Set out every line of the data below as a Markdown table with two columns, Row for the row number and Data line for the line itself, and skip blank lines. Leave the pictures out.

INPUT FOR THIS TASK
_____

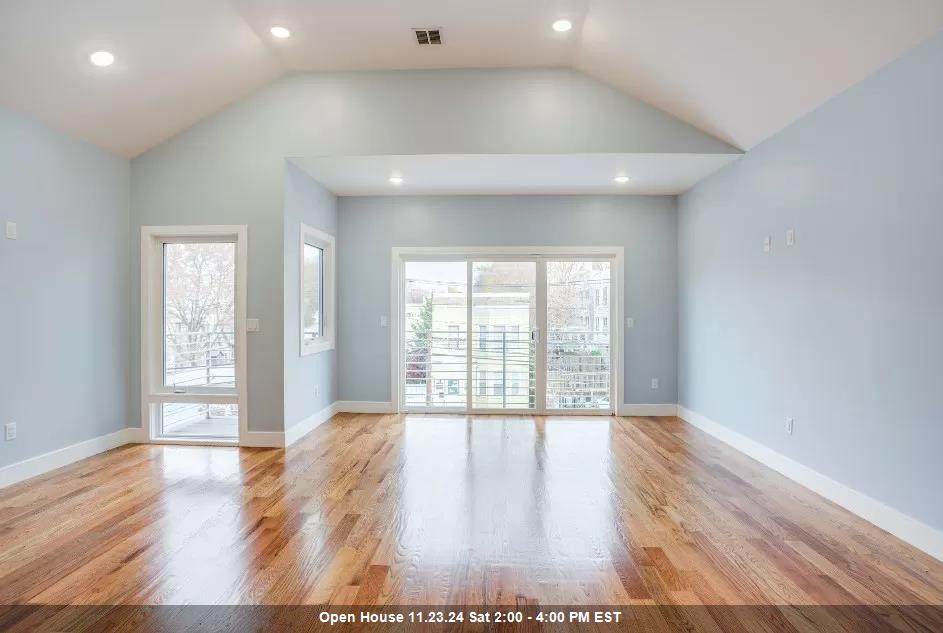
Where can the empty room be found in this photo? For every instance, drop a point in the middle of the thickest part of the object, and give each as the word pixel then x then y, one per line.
pixel 604 315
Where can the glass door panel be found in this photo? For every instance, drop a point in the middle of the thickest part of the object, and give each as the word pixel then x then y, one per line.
pixel 435 334
pixel 578 355
pixel 504 319
pixel 199 338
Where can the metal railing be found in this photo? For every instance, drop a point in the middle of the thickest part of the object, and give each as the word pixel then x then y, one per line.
pixel 200 358
pixel 504 369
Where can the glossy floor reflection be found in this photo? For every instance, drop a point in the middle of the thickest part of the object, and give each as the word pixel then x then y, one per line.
pixel 447 509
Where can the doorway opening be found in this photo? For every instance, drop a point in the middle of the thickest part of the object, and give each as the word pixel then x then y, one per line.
pixel 507 331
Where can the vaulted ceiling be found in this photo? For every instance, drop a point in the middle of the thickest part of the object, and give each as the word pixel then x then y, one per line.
pixel 738 69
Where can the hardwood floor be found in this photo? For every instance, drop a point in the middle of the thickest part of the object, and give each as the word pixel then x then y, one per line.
pixel 433 510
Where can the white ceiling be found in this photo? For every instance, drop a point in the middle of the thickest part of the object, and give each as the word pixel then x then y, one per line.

_____

WRITTEN SOLUTION
| Row | Data line |
|---|---|
| 1 | Where can the empty room be found in this photo? For every instance, drop a point in the middle of the thickest part of the object, and give each as the word pixel then x then y, one per line. |
| 2 | pixel 604 315 |
| 3 | Where can the glass door panel be found in this photo? For every instance, drop a point in the middle of the thickest part of the object, and give each as the word pixel then x then y, one per line. |
| 4 | pixel 435 334 |
| 5 | pixel 578 355 |
| 6 | pixel 504 319 |
| 7 | pixel 199 338 |
| 8 | Where can the metal railing be found in this photo? For every instance, drop a point in the middle of the thickest part of the object, and give each as the word pixel then x then y, one per line. |
| 9 | pixel 200 358 |
| 10 | pixel 504 369 |
| 11 | Where can the glossy floor reflection be found in this photo? For every instance, drop a point in the middle of the thickest part of the object, and give each as the word pixel then x then y, one per line. |
| 12 | pixel 447 509 |
| 13 | Where can the doorway opening be found in this photo? For every instance, drop a point in the middle of the thickest part of the object, and give each as the word pixel then x then y, one per line. |
| 14 | pixel 507 331 |
| 15 | Where can the vaulted ceiling be found in this photo? For every instance, drop a point in the middle of the thickest part of the object, and give each as the word pixel then x then y, one per line. |
| 16 | pixel 738 69 |
| 17 | Where can the hardwood floor be found in this photo? For every instance, drop a point in the middle of the thickest part of the object, and give each as the word pixel then x then y, one per line. |
| 18 | pixel 433 510 |
| 19 | Where can the white ceiling be found in this photo? For every instance, drop a point in the middle of the thickest part of the object, and give each as the word pixel then x then y, one per line. |